(TASK OBJECTIVE) Copy every record below word for word, in the order given.
─── RECORDS FOR THE TASK ───
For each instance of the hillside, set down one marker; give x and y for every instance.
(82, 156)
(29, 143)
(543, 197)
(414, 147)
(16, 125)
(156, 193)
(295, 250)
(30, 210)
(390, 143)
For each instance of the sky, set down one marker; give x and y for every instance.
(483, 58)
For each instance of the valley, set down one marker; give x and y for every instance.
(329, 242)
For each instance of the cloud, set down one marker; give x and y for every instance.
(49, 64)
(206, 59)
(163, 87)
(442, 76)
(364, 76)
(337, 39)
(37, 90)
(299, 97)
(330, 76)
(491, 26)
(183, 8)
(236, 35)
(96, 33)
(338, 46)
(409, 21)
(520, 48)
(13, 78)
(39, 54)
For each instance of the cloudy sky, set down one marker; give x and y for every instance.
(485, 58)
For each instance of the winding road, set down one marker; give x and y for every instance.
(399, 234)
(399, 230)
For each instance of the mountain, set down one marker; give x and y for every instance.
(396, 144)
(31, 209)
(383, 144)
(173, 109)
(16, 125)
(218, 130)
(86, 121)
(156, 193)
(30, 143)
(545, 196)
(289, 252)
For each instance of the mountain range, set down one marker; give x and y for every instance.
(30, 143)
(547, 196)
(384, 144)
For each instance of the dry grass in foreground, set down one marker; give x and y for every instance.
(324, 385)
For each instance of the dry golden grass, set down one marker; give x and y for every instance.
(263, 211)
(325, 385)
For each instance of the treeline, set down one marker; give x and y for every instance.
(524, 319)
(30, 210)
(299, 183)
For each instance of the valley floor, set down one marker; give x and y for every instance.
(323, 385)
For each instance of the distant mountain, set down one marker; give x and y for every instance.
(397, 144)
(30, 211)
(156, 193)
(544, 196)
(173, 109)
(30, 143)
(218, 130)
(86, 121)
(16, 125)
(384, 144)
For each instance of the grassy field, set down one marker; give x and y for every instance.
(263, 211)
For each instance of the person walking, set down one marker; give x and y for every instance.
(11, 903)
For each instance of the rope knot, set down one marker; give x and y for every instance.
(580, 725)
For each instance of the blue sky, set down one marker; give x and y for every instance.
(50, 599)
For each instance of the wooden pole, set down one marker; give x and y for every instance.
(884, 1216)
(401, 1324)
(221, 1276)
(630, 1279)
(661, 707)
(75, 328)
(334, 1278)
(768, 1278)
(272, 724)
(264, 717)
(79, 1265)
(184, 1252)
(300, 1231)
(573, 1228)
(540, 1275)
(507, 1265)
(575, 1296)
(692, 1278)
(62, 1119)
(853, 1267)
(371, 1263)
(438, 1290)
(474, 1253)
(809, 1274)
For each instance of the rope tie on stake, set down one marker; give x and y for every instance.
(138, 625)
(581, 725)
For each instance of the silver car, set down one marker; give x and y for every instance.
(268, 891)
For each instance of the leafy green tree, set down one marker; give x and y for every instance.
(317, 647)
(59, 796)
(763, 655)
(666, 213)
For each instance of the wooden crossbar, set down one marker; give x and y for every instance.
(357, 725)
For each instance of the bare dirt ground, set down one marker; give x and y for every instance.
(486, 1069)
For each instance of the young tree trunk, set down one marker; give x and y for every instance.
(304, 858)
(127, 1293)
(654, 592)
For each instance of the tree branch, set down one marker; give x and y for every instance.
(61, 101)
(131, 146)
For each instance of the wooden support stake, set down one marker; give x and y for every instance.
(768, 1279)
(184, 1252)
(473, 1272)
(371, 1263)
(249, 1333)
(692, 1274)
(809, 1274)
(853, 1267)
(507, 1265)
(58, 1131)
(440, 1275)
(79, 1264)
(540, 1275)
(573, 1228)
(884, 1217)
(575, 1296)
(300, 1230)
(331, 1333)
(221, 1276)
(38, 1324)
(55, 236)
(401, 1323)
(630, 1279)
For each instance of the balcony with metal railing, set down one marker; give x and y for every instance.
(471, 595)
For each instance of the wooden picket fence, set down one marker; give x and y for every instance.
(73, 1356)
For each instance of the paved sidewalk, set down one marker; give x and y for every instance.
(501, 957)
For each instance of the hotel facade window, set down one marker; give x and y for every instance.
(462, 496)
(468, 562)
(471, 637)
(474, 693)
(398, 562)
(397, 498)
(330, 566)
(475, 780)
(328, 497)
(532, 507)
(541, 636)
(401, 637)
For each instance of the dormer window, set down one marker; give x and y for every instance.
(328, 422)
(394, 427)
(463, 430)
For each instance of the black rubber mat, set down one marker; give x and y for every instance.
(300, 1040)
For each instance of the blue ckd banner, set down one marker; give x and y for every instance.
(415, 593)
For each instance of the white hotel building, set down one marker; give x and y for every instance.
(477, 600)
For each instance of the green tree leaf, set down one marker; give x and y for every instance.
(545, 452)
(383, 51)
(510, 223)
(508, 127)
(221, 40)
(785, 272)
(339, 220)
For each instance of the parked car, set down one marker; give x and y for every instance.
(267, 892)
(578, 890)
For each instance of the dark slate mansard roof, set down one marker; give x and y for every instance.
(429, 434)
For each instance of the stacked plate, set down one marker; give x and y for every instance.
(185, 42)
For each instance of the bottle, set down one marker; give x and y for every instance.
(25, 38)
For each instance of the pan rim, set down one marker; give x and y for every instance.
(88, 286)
───
(ANSWER)
For each instance of the hillside, set down one marker; give x and y for every instance.
(82, 156)
(29, 143)
(543, 197)
(414, 147)
(16, 125)
(156, 193)
(295, 250)
(30, 210)
(390, 143)
For each instance of the sky, set down one marker; give x and y for every instance.
(483, 58)
For each instance of the valley, set down one marker; give x and y for every instance.
(329, 242)
For each instance of the cloud, set down one marker; give x and y for every instance.
(49, 64)
(206, 59)
(163, 87)
(442, 76)
(364, 76)
(337, 39)
(37, 90)
(299, 97)
(330, 76)
(491, 26)
(183, 8)
(236, 35)
(96, 33)
(338, 46)
(409, 21)
(520, 48)
(13, 78)
(39, 54)
For each instance of the cloudy sky, set down one marker; give x and y for every instance.
(485, 58)
For each instance of the winding road, set down one marker; give x and y for every instance.
(399, 234)
(399, 230)
For each instance of the mountain, set down one marker; give x and y for every instance.
(396, 144)
(31, 209)
(383, 144)
(173, 109)
(16, 125)
(218, 130)
(86, 121)
(156, 193)
(30, 143)
(545, 196)
(289, 252)
For each instance of the mountain range, set down one marker; give x and y for every instance.
(30, 143)
(547, 196)
(384, 144)
For each instance of the dry grass in foreground, set down one marker; give x and y for every instance.
(324, 385)
For each instance of the dry golden grass, set down one marker; give x and y for every instance.
(263, 211)
(325, 385)
For each instance of the treeline, set down one marker; give x and y for every instance.
(524, 319)
(30, 210)
(299, 183)
For each instance of the valley floor, set down one marker; give x and y for every instance.
(323, 385)
For each instance of the distant mountain, set down one marker; give x and y for every instance.
(397, 144)
(30, 211)
(156, 193)
(544, 196)
(173, 109)
(30, 143)
(218, 130)
(86, 121)
(16, 125)
(384, 144)
For each instance of the grassy field, set down one marker; give x and y for every instance.
(263, 211)
For each instance of the person walking, set down one marker; give x and y for every instance.
(11, 903)
For each instance of the rope knot, set down one marker; give x and y for every instance.
(580, 725)
For each instance of the blue sky, set down one marker; give x and y for every instance.
(50, 599)
For each instance of the wooden pole, set down one marker; give x and y for every instance.
(884, 1216)
(401, 1324)
(221, 1276)
(630, 1279)
(661, 707)
(75, 328)
(334, 1278)
(768, 1278)
(272, 724)
(264, 717)
(79, 1265)
(184, 1252)
(300, 1231)
(573, 1228)
(540, 1275)
(507, 1265)
(575, 1296)
(692, 1278)
(62, 1119)
(853, 1267)
(371, 1263)
(438, 1290)
(474, 1253)
(809, 1274)
For each instance of the rope tie on stake, set down one marker; give x and y for every instance.
(138, 625)
(581, 725)
For each instance of the silver car, set down one marker; give x and y for every instance.
(268, 891)
For each instance of the leafy green tree, set down one marker; give x and y for every instance.
(317, 647)
(59, 796)
(763, 655)
(666, 213)
For each instance of the wooden crossbar, set down one marker; give x and y for every instance.
(357, 725)
For each instance of the bare dirt ground, set down one marker; give x and y for every instance.
(486, 1069)
For each instance of the young tree trunk, set down one marker; give x and y for every instance.
(304, 858)
(127, 1293)
(654, 592)
For each instance of the tree branch, set down one marker; give x and y for every instance.
(61, 101)
(131, 146)
For each instance of the wooden support stake, set down one marker; give x and y for every instance.
(768, 1279)
(184, 1252)
(473, 1272)
(371, 1263)
(249, 1333)
(692, 1274)
(809, 1274)
(853, 1267)
(507, 1265)
(58, 1131)
(440, 1275)
(79, 1264)
(540, 1275)
(573, 1228)
(884, 1217)
(575, 1296)
(300, 1230)
(331, 1333)
(221, 1276)
(38, 1324)
(55, 236)
(401, 1323)
(630, 1279)
For each instance of the balcony with metal railing, set down one marker; give x and y for every instance.
(471, 595)
For each instance of the wooden picket fence, set down one marker; give x and y for every instance.
(73, 1356)
For each instance of the paved sidewalk, set down one marker; give x and y for every instance.
(501, 957)
For each instance of the hotel facade window, set down one marker; give x and y for every instance.
(462, 496)
(468, 562)
(471, 637)
(474, 693)
(398, 562)
(397, 498)
(330, 566)
(475, 780)
(328, 497)
(532, 507)
(541, 636)
(401, 637)
For each instance of the dormer window, set down one marker; give x and y for every instance.
(328, 422)
(394, 427)
(463, 430)
For each instance of the black rubber mat, set down one marker; give x and y for every instance.
(300, 1040)
For each instance of the blue ckd banner, set down one marker; give x and y for every instance.
(415, 593)
For each instance of the white hotel building, set down one marker; give x and y for every instance.
(477, 600)
For each instance of the green tree leaf, set down one marker; give x and y for every instance.
(545, 452)
(383, 51)
(510, 223)
(508, 127)
(221, 40)
(785, 272)
(339, 220)
For each instance of the parked car, set down one marker; give x and y for every instance.
(267, 892)
(578, 890)
For each instance of the dark slate mansard roof, set down one marker; give x and y for every instance.
(429, 434)
For each instance of the stacked plate, set down one marker; give x and y for every instance.
(185, 42)
For each instance of the bottle, set down one marker; give x and y for every instance.
(25, 38)
For each instance of the pan rim, set down one marker; give x and y for every instance.
(88, 286)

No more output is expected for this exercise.